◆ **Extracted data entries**
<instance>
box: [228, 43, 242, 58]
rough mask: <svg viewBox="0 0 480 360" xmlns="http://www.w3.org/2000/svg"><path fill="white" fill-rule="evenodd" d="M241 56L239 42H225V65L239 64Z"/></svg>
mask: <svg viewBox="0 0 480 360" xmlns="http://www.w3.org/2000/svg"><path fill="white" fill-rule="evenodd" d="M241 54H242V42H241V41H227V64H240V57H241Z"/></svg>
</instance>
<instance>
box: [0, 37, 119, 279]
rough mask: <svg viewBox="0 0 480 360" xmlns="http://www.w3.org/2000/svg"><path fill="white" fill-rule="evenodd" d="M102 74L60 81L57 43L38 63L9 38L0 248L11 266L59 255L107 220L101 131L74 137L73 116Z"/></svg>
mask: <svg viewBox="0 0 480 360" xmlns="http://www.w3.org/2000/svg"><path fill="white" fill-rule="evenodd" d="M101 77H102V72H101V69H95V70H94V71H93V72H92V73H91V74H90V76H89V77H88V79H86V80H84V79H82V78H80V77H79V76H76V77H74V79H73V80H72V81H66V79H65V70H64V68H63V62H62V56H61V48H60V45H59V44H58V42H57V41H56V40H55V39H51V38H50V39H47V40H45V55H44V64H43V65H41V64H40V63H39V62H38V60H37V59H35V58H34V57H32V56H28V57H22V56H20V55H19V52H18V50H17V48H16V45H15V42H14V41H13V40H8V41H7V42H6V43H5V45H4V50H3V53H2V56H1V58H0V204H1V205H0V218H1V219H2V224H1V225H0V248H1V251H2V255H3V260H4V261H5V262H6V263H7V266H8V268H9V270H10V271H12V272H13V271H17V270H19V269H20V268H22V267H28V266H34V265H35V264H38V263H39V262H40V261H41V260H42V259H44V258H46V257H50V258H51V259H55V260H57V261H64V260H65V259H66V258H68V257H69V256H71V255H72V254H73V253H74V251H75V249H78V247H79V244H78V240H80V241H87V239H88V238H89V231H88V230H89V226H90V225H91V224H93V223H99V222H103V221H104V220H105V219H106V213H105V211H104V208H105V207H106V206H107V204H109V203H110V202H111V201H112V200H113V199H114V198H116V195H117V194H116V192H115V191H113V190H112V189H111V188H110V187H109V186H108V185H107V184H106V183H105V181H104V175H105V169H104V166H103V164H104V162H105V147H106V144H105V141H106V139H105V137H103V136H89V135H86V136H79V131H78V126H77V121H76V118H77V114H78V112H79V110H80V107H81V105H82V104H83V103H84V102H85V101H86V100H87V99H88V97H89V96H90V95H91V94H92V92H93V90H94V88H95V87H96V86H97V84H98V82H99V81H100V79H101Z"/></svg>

◆ **Task instructions**
Please retype, without any change, the line containing "box: [228, 43, 242, 58]" and every line after it to the end of the entries above, and only those.

◆ **Output of the task**
box: [228, 43, 242, 58]
rough mask: <svg viewBox="0 0 480 360" xmlns="http://www.w3.org/2000/svg"><path fill="white" fill-rule="evenodd" d="M241 56L239 42H225V65L239 64Z"/></svg>
mask: <svg viewBox="0 0 480 360" xmlns="http://www.w3.org/2000/svg"><path fill="white" fill-rule="evenodd" d="M241 54H242V42H241V41H227V64H240V57H241Z"/></svg>
</instance>
<instance>
box: [0, 37, 119, 279]
rough mask: <svg viewBox="0 0 480 360" xmlns="http://www.w3.org/2000/svg"><path fill="white" fill-rule="evenodd" d="M102 74L60 81L57 43L38 63L9 38L0 248L11 266L59 255L107 220L101 131L74 137L73 116Z"/></svg>
mask: <svg viewBox="0 0 480 360" xmlns="http://www.w3.org/2000/svg"><path fill="white" fill-rule="evenodd" d="M101 77H102V72H101V69H95V70H94V71H93V72H92V73H91V74H90V76H89V77H88V79H86V80H84V79H82V78H80V77H79V76H76V77H74V79H73V80H72V81H66V79H65V70H64V68H63V62H62V56H61V48H60V45H59V44H58V42H57V41H56V40H55V39H51V38H50V39H47V40H45V55H44V64H43V65H41V64H40V63H39V62H38V60H37V59H35V58H34V57H32V56H28V57H22V56H20V55H19V52H18V50H17V48H16V45H15V42H14V41H13V40H8V41H7V42H6V43H5V45H4V50H3V53H2V56H1V58H0V204H1V205H0V218H1V219H2V224H1V225H0V248H1V251H2V255H3V260H4V261H5V262H6V263H7V266H8V268H9V270H10V271H12V272H13V271H17V270H19V269H20V268H22V267H28V266H34V265H35V264H38V263H39V262H40V261H41V260H42V259H44V258H46V257H50V258H51V259H55V260H57V261H64V260H65V259H66V258H68V257H69V256H71V255H72V254H73V253H74V251H75V249H78V247H79V244H78V240H80V241H87V239H88V238H89V231H88V230H89V226H90V225H91V224H93V223H99V222H103V221H104V220H105V219H106V213H105V211H104V208H105V207H106V206H107V204H109V203H110V202H111V201H112V200H113V199H114V198H116V195H117V194H116V192H115V191H113V190H112V189H111V188H110V187H109V186H108V185H107V184H106V183H105V181H104V175H105V169H104V166H103V164H104V162H105V147H106V144H105V141H106V139H105V137H103V136H89V135H86V136H79V131H78V126H77V121H76V118H77V114H78V112H79V110H80V107H81V105H82V104H83V103H84V102H85V101H86V100H87V99H88V97H89V96H90V95H91V94H92V92H93V90H94V88H95V87H96V86H97V84H98V82H99V81H100V79H101Z"/></svg>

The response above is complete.